Select every line of the records below that contains the word "positive", and copy each one out. Match case exactly.

★ ★ ★ ★

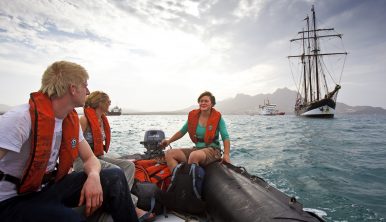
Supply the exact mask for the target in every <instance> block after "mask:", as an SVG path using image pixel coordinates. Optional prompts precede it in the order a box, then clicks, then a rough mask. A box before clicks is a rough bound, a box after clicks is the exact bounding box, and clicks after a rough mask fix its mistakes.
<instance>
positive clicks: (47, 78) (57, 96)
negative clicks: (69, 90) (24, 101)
mask: <svg viewBox="0 0 386 222" xmlns="http://www.w3.org/2000/svg"><path fill="white" fill-rule="evenodd" d="M88 78H89V76H88V73H87V71H86V69H84V68H83V67H82V66H80V65H78V64H76V63H73V62H67V61H57V62H54V63H53V64H52V65H50V66H48V68H47V69H46V71H45V72H44V74H43V76H42V85H41V87H40V90H39V91H40V92H42V93H44V94H46V95H48V96H49V97H50V98H52V97H61V96H63V95H64V94H66V92H67V91H68V90H69V86H70V85H80V84H82V83H84V82H86V81H87V80H88Z"/></svg>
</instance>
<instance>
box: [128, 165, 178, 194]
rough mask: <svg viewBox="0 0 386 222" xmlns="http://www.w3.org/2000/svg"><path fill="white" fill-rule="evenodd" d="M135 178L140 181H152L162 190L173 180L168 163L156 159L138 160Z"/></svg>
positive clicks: (135, 165) (166, 186)
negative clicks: (156, 159) (155, 159)
mask: <svg viewBox="0 0 386 222" xmlns="http://www.w3.org/2000/svg"><path fill="white" fill-rule="evenodd" d="M134 163H135V179H136V180H138V181H140V182H151V183H154V184H156V185H157V186H158V187H159V188H160V189H161V190H164V191H166V190H167V188H168V186H169V184H170V182H171V175H172V173H171V171H170V170H169V167H168V166H167V165H166V163H159V162H158V161H157V160H155V159H151V160H136V161H134Z"/></svg>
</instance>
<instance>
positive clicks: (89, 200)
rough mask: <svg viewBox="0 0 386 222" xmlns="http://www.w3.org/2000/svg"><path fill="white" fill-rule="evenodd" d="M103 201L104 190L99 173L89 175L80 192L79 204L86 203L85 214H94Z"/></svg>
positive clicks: (83, 203) (82, 203) (90, 214)
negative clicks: (100, 180) (102, 186)
mask: <svg viewBox="0 0 386 222" xmlns="http://www.w3.org/2000/svg"><path fill="white" fill-rule="evenodd" d="M102 203H103V190H102V185H101V183H100V178H99V174H92V173H91V174H90V175H88V177H87V179H86V182H85V183H84V185H83V188H82V191H81V193H80V199H79V204H78V205H79V206H82V205H84V204H85V205H86V208H85V215H86V216H90V215H91V214H93V213H94V212H95V211H96V210H97V209H98V208H99V207H100V206H102Z"/></svg>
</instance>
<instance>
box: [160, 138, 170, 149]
mask: <svg viewBox="0 0 386 222" xmlns="http://www.w3.org/2000/svg"><path fill="white" fill-rule="evenodd" d="M169 144H170V142H169V140H167V139H163V140H162V141H161V143H160V145H161V147H162V148H165V147H167V146H169Z"/></svg>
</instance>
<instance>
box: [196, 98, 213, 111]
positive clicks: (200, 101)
mask: <svg viewBox="0 0 386 222" xmlns="http://www.w3.org/2000/svg"><path fill="white" fill-rule="evenodd" d="M198 104H199V105H200V110H201V111H207V110H210V109H211V108H212V107H213V105H212V101H211V100H210V97H209V96H203V97H201V98H200V100H199V101H198Z"/></svg>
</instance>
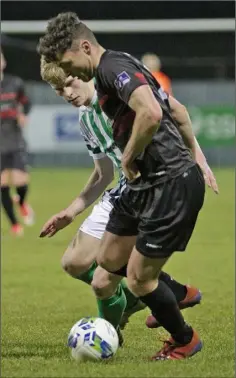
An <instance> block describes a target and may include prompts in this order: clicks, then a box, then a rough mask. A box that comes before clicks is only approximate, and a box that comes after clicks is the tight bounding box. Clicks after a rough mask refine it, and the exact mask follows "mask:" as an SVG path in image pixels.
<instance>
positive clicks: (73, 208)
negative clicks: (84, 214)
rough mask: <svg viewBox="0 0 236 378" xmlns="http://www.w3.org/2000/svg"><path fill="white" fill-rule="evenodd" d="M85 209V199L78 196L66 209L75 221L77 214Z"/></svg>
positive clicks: (68, 212) (69, 215)
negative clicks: (74, 219) (66, 208)
mask: <svg viewBox="0 0 236 378" xmlns="http://www.w3.org/2000/svg"><path fill="white" fill-rule="evenodd" d="M84 210H85V204H84V201H83V200H82V199H81V198H80V197H78V198H77V199H76V200H75V201H74V202H73V203H72V204H71V205H70V206H69V207H68V208H67V209H66V210H65V211H66V214H67V216H68V217H70V218H71V220H72V221H73V220H74V219H75V218H76V217H77V215H79V214H81V213H82V212H83V211H84Z"/></svg>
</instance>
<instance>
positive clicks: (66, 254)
mask: <svg viewBox="0 0 236 378" xmlns="http://www.w3.org/2000/svg"><path fill="white" fill-rule="evenodd" d="M99 247H100V240H99V239H97V238H95V237H93V236H91V235H88V234H85V233H84V232H82V231H78V233H77V234H76V235H75V237H74V239H73V240H72V242H71V243H70V245H69V246H68V248H67V249H66V251H65V253H64V255H63V257H62V261H61V263H62V267H63V269H64V270H65V271H66V272H67V273H69V274H71V275H73V276H78V275H79V274H82V273H84V272H86V271H87V270H88V269H89V267H90V266H91V265H92V263H93V262H94V261H95V260H96V256H97V253H98V250H99Z"/></svg>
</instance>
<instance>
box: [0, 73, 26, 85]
mask: <svg viewBox="0 0 236 378" xmlns="http://www.w3.org/2000/svg"><path fill="white" fill-rule="evenodd" d="M4 80H5V81H6V82H7V83H12V84H13V85H16V86H18V85H21V84H23V80H22V79H21V78H20V77H19V76H15V75H9V74H6V75H4Z"/></svg>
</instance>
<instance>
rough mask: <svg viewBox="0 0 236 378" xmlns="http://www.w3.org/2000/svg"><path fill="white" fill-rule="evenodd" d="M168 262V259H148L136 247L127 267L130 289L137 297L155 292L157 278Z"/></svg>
mask: <svg viewBox="0 0 236 378" xmlns="http://www.w3.org/2000/svg"><path fill="white" fill-rule="evenodd" d="M167 260H168V257H165V258H150V257H146V256H144V255H143V254H142V253H140V252H139V251H138V250H137V249H136V247H134V248H133V251H132V253H131V256H130V259H129V263H128V267H127V280H128V285H129V287H130V289H131V290H132V291H133V292H134V293H135V294H136V295H137V296H142V295H145V294H146V293H147V292H151V291H153V290H154V289H155V287H156V284H157V278H158V276H159V274H160V272H161V270H162V268H163V266H164V265H165V263H166V262H167Z"/></svg>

★ ★ ★ ★

» **SOLUTION FOR THIS PROBLEM**
positive clicks: (47, 78) (57, 96)
positive clicks: (135, 165) (166, 186)
positive clicks: (89, 200)
positive clicks: (83, 203) (82, 203) (90, 214)
positive clicks: (200, 101)
positive clicks: (73, 208)
positive clicks: (68, 212) (69, 215)
positive clicks: (66, 254)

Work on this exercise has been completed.